In 2009, researchers on the Clayoquot Slope off Vancouver Island spotted a large whale skeleton resting on the seafloor. Most of its soft tissue was already gone. The carcass sat at a depth of 1,288 meters, and a team of scientists recognized a rare chance to track what happened next. For 15 years, they returned to the same bones. What they recorded, according to research published in Frontiers in Marine Science, was a deep-sea habitat that refused to fade.
The whale, likely a blue or fin whale, had already moved through the earliest stages ofdecomposition by the time it was discovered. The new study focuses on what came after. The third stage, called the sulphophilic stage, has now persisted for at least 21 years. The authors expect it may continue for another decade. That finding challenges earlier predictions that this phase runs its course more quickly.
“What was so special,” said Fabio De Leo from the University of Victoria, “is that unlike any previous whale fall studies, we were able to return to the same location and survey the skeleton with a cm-scale precision photogrammetry technique.”
The Bones Barely Changed Across 11 Years
The research team, led by Ocean Networks Canada and the University of Hawaii at Manoa, piloted remotely operated vehicles to the site four times between 2012 and 2024. From the video surveys, they built high-resolution 3D models and measured bone loss with centimeter precision.
The skull and 23 caudal vertebrae held up. Between 2012 and 2023, the vertebrae shortened by an average of just 1.4 percent. The mandibles eroded more, with one fragment losing 7.8 percent of its length. The authors wrote in Frontiers in Marine Science that the cranium and vertebrae will likely “persist for at least another decade.”

• Assignment A
In the whale skeleton article, at what depth did the carcass rest on the seafloor?
• Assignment B
Proceed with the whale skeleton article, starting after its final sentence.
The entries that follow are separate material and are not part of the whale skeleton article.

• Entries supplied
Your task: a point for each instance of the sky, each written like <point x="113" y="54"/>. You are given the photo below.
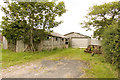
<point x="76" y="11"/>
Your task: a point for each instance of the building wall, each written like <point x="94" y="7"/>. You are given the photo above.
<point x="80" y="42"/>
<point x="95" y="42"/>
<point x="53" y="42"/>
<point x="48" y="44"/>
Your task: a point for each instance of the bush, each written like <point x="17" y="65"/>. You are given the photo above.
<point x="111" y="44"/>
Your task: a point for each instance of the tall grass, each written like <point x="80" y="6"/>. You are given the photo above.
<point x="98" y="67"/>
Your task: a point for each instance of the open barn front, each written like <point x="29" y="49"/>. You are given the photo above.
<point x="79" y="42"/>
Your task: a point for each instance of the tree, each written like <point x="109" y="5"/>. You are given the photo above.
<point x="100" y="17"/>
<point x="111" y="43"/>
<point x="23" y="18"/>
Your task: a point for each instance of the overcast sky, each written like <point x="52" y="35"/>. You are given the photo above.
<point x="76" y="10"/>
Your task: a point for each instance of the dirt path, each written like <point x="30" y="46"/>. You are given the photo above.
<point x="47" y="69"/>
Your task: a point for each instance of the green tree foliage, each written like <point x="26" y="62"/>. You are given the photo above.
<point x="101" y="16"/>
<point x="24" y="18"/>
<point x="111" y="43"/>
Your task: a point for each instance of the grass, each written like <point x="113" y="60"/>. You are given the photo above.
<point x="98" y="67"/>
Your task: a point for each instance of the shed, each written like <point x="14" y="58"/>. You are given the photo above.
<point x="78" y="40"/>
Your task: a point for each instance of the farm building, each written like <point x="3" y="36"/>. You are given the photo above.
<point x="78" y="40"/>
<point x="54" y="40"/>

* * *

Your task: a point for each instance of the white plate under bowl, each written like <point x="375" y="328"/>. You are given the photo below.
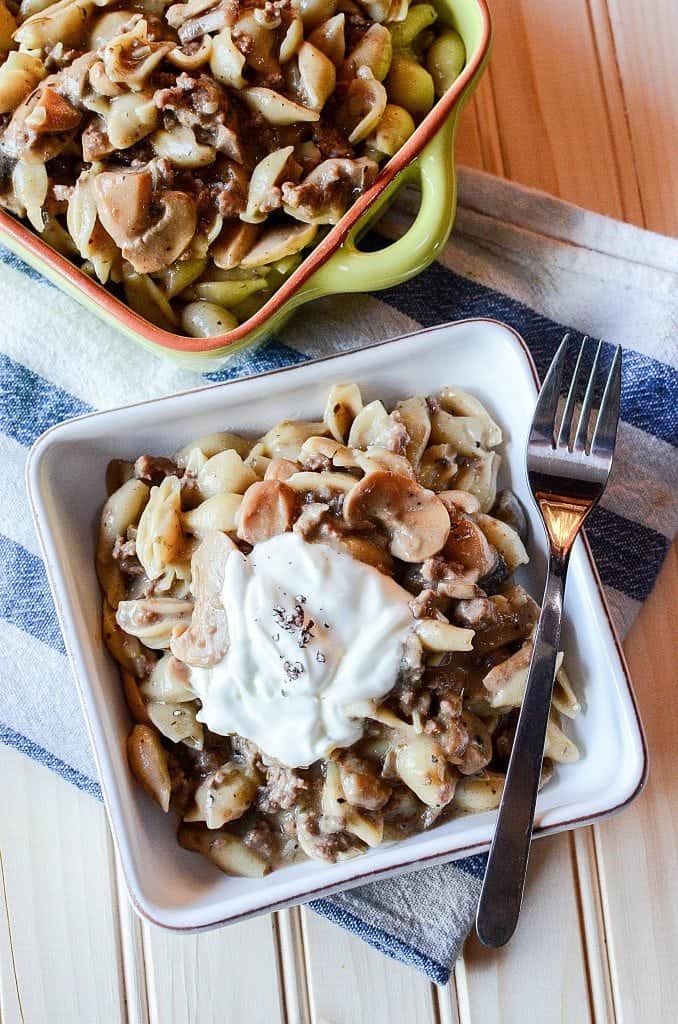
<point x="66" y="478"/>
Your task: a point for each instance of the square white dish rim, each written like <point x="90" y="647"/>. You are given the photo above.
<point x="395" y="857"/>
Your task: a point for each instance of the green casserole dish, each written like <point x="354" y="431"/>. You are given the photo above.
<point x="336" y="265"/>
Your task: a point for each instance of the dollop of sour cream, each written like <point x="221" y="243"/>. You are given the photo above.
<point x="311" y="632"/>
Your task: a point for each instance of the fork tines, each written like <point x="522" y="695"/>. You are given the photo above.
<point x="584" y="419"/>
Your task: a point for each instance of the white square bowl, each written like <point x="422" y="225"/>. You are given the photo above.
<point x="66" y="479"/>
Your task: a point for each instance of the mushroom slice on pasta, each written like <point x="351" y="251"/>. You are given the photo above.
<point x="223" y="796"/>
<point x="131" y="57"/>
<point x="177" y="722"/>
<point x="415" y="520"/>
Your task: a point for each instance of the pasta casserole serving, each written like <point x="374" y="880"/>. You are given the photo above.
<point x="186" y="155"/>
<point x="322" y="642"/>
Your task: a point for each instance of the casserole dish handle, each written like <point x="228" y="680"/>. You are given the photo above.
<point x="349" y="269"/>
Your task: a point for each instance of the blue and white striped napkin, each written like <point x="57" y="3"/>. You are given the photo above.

• Exercise output A
1,288 meters.

• Exercise output B
While the bones resisted decay, the organisms living on them shifted. In 2009, Osedax worms, commonly called zombie worms, bored into the skeleton. By the last survey, none remained. The researchers hypothesize that the worms ran out of accessible resources or were pushed out by spreading microbial mats. What took their place was a full sulphophilic community: 33 vestimentiferan tube worms (Lamellibrachia cf. barhami), live vesicomyid clams, provannid gastropods, and more than 100 empty clam shells.
Bacterial Mats Grew Thicker Over Time
The sulphophilic stage runs on bacteria that digest lipids locked inside the bones and release sulfur compounds. Other specialists then feed on those compounds. Between 2012 and 2023, bacterial mat coverage expanded measurably. On the vertebrae, it climbed from 39.9 percent to 48.6 percent. On the skull bones, it rose from 27.0 percent to 30.7 percent. The increase was statistically significant, signaling that the sulphophilic stage was still ramping up during the study.
“This means that animals that are whale fall specialists will always find a new home when their larvae drift away, as other whale carcasses will be persisting on the seafloor in the same sulphophilic stage,” De Leo said, via a report in Discover Wildlife.
By 2023, the team counted 31 megafaunal taxa within one meter of the remains. The most numerous resident was the gastropod Neptunea cf. amianta, with 74 individuals. Thirty-six tower-shaped Neptunea egg masses covered the skull bones, a sign the skeleton was doubling as a nursery. Nearly a year later, egg masses still clung to the same spots, though fewer remained and no adult snails sat on top of them.
Expanding Low-Oxygen Zones Worry Researchers
The Clayoquot Slope site sits inside a persistent low-oxygen region known as an Oxygen Minimum Zone. Dissolved oxygen there averages 0.46 milliliters per liter. The study authors note that such zones are expanding and shoaling in the Northeast Pacific as the climate warms, deepening by as much as 3 meters per year in some locations.
If oxygen levels dip below 0.33 milliliters per liter, a threshold documented for Osedax survival at other sites, these bone-eating worms may fail to colonize new whale falls. The researchers warn that losing Osedax would alter the entire bone breakdown process and cut species diversity at whale falls. For now, the Clayoquot site remains above that critical oxygen line, and the absence of Osedax there is not blamed on oxygen stress.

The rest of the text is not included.